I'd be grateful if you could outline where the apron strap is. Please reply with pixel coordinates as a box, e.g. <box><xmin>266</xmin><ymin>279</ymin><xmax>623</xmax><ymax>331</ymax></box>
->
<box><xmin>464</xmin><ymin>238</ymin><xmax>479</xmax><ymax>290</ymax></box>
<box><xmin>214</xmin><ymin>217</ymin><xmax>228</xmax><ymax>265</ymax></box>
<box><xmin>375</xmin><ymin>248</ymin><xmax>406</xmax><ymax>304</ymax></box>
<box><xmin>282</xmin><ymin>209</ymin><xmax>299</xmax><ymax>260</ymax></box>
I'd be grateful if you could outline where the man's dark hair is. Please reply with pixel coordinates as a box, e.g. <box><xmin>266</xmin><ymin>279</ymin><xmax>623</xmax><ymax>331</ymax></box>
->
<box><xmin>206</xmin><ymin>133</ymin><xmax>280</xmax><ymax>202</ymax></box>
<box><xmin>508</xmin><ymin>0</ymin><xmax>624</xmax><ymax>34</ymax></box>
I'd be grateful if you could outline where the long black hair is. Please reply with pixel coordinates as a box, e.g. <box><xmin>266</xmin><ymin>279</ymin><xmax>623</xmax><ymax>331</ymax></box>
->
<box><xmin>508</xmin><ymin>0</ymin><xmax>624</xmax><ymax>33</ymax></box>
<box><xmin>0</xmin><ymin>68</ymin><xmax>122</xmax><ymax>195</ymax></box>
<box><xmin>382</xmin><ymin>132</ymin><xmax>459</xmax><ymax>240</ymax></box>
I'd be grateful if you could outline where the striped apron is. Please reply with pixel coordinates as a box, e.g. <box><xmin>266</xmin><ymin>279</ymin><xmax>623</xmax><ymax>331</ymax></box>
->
________
REQUIREMENT => Reproduce all of the records above line for line, with no changes to any wording, symbol, or coordinate.

SOLUTION FOR THIS TASK =>
I'd be grateful if you could outline where the apron strap is. Please reply with pixel coordinates as a box, e.g. <box><xmin>266</xmin><ymin>279</ymin><xmax>623</xmax><ymax>331</ymax></box>
->
<box><xmin>464</xmin><ymin>238</ymin><xmax>479</xmax><ymax>290</ymax></box>
<box><xmin>214</xmin><ymin>217</ymin><xmax>228</xmax><ymax>265</ymax></box>
<box><xmin>375</xmin><ymin>248</ymin><xmax>406</xmax><ymax>304</ymax></box>
<box><xmin>282</xmin><ymin>209</ymin><xmax>299</xmax><ymax>260</ymax></box>
I'd be grateful if you could outline where the man's dark hair is. Please reply with pixel coordinates as a box, e.g. <box><xmin>266</xmin><ymin>279</ymin><xmax>623</xmax><ymax>331</ymax></box>
->
<box><xmin>206</xmin><ymin>133</ymin><xmax>280</xmax><ymax>202</ymax></box>
<box><xmin>508</xmin><ymin>0</ymin><xmax>624</xmax><ymax>34</ymax></box>
I'd be grateful if you could outline where the long black hair is. Please reply with pixel coordinates as a box, e.g. <box><xmin>266</xmin><ymin>279</ymin><xmax>623</xmax><ymax>331</ymax></box>
->
<box><xmin>508</xmin><ymin>0</ymin><xmax>624</xmax><ymax>33</ymax></box>
<box><xmin>0</xmin><ymin>68</ymin><xmax>122</xmax><ymax>195</ymax></box>
<box><xmin>382</xmin><ymin>132</ymin><xmax>459</xmax><ymax>240</ymax></box>
I'd be grateful if you could outline where the striped apron is. Please reply with pixel coordinates as a box, e.g. <box><xmin>266</xmin><ymin>279</ymin><xmax>623</xmax><ymax>331</ymax></box>
->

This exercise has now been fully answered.